- Exercise instructions: Quote the line containing "pin: baby's mouth" and all lines that follow it in the listing below, exactly as written.

- - - - -

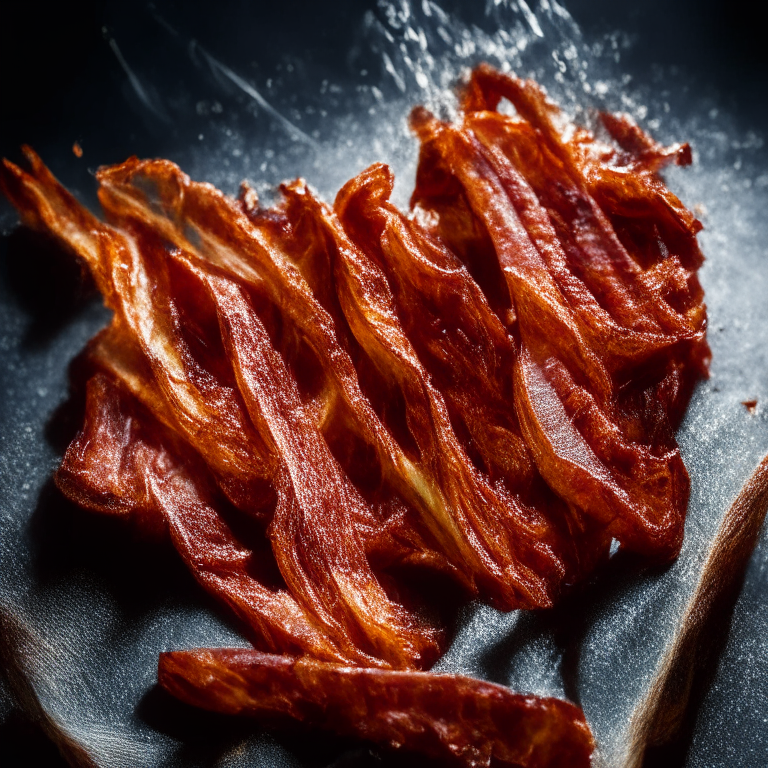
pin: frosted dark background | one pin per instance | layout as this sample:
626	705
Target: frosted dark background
89	609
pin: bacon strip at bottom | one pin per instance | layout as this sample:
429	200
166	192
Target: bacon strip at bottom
459	720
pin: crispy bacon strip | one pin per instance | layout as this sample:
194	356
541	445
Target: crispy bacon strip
481	528
216	234
467	351
124	463
458	720
488	389
186	396
605	364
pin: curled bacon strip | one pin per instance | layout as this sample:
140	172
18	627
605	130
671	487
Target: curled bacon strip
607	357
487	389
455	719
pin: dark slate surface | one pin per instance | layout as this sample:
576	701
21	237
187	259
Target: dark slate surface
86	608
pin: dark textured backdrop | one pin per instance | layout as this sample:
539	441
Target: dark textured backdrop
60	82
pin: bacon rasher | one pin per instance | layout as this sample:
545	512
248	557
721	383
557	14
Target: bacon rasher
486	389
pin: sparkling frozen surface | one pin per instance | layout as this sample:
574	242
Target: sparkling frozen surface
87	627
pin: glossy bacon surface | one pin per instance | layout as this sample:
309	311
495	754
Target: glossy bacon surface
610	334
486	389
458	720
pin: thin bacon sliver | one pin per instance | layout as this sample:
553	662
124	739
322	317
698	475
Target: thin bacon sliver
121	463
461	721
486	389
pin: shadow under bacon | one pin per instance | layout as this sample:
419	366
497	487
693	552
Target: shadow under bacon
486	390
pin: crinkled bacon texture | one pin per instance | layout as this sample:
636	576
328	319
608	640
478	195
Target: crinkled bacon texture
486	389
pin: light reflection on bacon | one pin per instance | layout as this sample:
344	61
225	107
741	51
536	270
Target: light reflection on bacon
487	390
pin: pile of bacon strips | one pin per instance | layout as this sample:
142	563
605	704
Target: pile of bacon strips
482	393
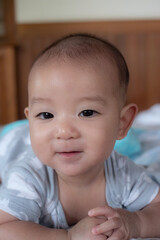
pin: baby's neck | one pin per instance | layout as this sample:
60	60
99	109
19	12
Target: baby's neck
77	199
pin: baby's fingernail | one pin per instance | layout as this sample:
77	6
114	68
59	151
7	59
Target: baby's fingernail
94	230
90	212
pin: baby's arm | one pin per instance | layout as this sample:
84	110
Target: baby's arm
13	229
125	225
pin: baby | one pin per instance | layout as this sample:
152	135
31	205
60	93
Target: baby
68	183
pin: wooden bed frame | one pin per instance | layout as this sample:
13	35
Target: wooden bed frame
139	41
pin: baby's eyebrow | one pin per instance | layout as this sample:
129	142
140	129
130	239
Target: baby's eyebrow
94	99
39	100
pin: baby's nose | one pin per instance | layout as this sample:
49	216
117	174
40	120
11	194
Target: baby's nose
66	130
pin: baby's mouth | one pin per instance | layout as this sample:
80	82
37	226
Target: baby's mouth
69	154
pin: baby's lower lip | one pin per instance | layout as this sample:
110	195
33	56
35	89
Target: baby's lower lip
69	154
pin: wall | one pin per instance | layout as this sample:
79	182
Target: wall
34	11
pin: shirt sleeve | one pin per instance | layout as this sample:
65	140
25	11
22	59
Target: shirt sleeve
20	195
128	184
22	190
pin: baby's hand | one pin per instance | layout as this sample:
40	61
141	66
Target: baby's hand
119	223
83	229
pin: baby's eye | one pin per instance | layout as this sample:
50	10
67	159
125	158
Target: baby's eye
88	113
45	115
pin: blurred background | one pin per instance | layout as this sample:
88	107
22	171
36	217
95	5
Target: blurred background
26	27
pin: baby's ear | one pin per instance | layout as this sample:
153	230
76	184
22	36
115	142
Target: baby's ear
128	114
26	112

- - - - -

- Response to the task:
pin: baby's mouth | one pin per instance | layout as this sample:
80	82
37	226
Target: baby's mouth
69	154
pin: baby's lower lip | one pin per instance | layout as this sample:
110	195
33	56
35	89
Target: baby's lower lip
69	154
pin: wall | one pin per instance | layout as this sample:
79	182
Target: wall
34	11
pin: shirt sleeve | one pin per instance | layout as this sample:
65	140
25	11
22	59
Target: shirt sleeve
20	195
128	184
22	190
pin: baby's hand | one pin per instance | layout as this sample:
40	61
141	66
Target: baby's hand
119	223
83	229
pin: baby's eye | one pin per instance | layout as this sample:
50	10
67	159
125	158
Target: baby's eye
88	113
45	115
pin: blurred background | one pin per instance | layout as this sample:
88	107
22	171
36	217
95	5
Target: blurred background
26	27
pin: baby's ear | one pin per instance | layout as this sample:
153	230
76	184
22	36
115	142
Target: baby's ear
128	114
26	112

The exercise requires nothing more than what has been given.